------ Task inputs ------

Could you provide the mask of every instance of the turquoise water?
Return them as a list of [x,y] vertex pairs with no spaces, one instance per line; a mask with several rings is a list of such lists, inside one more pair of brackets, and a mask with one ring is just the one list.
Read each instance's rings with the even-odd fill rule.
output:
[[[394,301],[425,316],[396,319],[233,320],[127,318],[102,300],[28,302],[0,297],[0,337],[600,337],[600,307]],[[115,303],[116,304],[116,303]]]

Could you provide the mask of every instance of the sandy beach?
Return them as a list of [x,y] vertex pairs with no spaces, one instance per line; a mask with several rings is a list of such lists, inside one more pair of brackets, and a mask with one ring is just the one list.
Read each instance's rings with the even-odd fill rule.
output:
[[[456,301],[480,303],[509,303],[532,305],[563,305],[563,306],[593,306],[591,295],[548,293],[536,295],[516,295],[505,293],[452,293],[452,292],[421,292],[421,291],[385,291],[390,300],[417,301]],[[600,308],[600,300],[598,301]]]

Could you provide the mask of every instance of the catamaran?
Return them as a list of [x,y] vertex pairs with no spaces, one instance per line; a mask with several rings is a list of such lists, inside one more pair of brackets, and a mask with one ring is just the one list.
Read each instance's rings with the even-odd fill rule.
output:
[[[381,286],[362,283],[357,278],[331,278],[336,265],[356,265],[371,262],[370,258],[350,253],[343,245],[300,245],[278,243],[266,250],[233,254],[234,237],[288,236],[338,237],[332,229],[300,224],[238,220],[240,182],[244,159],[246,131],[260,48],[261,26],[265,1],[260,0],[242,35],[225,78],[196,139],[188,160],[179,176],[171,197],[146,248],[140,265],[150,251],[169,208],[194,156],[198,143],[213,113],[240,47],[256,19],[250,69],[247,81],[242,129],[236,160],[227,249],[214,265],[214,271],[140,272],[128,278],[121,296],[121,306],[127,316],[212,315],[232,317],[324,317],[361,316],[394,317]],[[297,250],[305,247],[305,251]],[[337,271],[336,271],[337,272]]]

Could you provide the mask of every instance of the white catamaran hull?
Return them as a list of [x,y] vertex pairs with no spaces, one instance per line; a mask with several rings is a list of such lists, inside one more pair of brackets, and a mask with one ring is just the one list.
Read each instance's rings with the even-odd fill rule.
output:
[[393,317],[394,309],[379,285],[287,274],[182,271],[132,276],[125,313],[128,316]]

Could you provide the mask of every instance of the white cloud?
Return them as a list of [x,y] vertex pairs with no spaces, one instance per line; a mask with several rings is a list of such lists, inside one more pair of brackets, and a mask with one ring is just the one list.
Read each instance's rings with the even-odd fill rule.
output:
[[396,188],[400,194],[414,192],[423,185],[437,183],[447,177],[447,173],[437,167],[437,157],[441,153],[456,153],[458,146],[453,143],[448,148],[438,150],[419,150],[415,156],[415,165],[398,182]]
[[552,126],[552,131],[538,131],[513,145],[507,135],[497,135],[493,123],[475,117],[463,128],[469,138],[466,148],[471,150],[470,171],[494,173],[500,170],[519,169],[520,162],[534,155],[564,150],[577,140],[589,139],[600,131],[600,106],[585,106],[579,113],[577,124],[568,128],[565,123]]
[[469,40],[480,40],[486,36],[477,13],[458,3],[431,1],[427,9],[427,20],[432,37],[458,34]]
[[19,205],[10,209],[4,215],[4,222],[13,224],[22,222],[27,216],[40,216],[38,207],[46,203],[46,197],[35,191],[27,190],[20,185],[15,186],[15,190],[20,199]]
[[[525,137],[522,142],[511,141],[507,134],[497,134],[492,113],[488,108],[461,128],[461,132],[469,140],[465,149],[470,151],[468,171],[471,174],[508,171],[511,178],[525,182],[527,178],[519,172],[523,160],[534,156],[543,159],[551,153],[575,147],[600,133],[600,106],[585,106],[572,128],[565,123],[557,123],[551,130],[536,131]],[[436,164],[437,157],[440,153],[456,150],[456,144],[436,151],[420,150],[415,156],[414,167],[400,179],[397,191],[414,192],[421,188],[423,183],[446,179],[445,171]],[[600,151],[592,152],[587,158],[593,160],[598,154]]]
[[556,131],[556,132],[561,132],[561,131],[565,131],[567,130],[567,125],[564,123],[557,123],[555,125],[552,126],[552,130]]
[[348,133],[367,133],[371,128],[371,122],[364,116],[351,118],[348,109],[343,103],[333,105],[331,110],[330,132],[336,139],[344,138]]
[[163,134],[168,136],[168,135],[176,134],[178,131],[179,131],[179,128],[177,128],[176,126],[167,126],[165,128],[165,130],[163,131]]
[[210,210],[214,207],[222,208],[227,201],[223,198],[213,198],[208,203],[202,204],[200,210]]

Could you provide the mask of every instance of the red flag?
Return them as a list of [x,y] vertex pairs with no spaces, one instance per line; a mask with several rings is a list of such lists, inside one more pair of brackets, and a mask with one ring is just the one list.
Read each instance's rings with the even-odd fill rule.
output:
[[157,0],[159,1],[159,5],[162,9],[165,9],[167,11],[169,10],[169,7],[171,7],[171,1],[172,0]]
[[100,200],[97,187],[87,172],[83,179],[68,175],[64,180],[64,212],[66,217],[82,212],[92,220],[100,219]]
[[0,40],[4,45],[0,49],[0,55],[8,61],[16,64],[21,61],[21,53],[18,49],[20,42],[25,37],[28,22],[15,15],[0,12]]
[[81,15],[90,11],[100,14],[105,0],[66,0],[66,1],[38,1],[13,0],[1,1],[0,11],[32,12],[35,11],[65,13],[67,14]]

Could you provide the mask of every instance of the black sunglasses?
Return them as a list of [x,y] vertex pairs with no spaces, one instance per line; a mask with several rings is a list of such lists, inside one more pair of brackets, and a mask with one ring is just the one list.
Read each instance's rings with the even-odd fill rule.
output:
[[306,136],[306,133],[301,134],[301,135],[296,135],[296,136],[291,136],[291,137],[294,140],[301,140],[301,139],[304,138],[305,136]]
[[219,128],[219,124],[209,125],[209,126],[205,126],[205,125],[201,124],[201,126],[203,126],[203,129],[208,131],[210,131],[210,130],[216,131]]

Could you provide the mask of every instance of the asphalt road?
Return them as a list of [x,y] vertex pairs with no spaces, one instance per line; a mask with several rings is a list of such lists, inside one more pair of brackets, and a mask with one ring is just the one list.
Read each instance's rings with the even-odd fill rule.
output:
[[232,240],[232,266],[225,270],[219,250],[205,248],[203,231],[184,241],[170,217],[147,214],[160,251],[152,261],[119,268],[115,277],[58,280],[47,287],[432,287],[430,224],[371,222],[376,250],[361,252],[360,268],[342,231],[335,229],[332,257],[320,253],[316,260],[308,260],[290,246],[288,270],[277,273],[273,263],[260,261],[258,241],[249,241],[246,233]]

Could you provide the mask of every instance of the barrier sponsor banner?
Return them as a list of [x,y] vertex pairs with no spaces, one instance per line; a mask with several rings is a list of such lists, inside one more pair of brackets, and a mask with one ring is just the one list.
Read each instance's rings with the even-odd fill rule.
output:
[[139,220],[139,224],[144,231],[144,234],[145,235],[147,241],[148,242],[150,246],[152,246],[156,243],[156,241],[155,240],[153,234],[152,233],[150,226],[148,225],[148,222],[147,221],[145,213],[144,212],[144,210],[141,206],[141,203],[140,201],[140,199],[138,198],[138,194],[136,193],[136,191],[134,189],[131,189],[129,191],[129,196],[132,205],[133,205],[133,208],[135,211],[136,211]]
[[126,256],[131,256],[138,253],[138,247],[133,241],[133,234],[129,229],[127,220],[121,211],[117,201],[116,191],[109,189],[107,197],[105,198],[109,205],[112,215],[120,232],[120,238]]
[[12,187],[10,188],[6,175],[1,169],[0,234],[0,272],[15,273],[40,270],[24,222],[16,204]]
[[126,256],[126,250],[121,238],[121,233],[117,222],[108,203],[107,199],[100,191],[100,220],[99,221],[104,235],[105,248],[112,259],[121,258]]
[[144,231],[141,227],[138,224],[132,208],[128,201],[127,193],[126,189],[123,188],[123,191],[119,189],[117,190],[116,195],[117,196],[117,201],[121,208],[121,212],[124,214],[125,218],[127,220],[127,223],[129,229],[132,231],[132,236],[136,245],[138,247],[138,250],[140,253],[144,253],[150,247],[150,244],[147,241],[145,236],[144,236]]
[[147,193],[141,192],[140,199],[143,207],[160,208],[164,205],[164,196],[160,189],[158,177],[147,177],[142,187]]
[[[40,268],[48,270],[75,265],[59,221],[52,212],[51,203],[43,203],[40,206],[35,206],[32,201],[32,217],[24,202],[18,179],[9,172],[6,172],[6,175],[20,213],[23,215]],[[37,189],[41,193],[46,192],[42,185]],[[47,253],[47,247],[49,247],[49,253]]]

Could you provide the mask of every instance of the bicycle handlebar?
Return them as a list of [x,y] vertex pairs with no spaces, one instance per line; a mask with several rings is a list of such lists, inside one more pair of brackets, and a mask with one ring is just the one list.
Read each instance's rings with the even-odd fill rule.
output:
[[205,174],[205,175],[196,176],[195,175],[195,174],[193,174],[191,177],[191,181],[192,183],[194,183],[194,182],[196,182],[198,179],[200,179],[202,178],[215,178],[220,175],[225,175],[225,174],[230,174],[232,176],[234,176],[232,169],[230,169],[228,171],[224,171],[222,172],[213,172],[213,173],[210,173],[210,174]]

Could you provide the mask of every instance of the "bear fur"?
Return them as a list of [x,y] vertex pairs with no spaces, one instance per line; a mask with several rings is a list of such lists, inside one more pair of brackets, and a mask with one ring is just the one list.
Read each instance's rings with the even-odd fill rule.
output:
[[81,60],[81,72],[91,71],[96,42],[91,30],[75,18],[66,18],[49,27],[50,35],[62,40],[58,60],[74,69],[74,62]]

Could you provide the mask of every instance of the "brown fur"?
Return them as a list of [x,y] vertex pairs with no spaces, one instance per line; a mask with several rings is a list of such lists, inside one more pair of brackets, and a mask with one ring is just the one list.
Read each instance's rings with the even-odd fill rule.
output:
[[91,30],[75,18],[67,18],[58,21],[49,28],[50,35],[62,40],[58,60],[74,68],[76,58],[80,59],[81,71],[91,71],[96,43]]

------

Task objective.
Pull out each line of the records above that contains the string "provide", treating uppercase and lowercase as different.

Final result.
Could you provide the mask of every instance of the turquoise water?
Could you provide the mask of every instance of the sandy beach?
Could you provide the mask of every instance of the catamaran?
Could you provide the mask of every instance of the white catamaran hull?
Could you provide the mask of every instance of the white cloud?
Could you provide the mask of every instance of the red flag?
Could you provide the mask of every instance of the black sunglasses?
Could you provide the mask of every instance of the asphalt road?
Could you provide the mask of every instance of the barrier sponsor banner?
Could you provide the mask of every instance of the bicycle handlebar?
Could you provide the mask of every instance of the "bear fur"?
Could you provide the mask of every instance of the "brown fur"?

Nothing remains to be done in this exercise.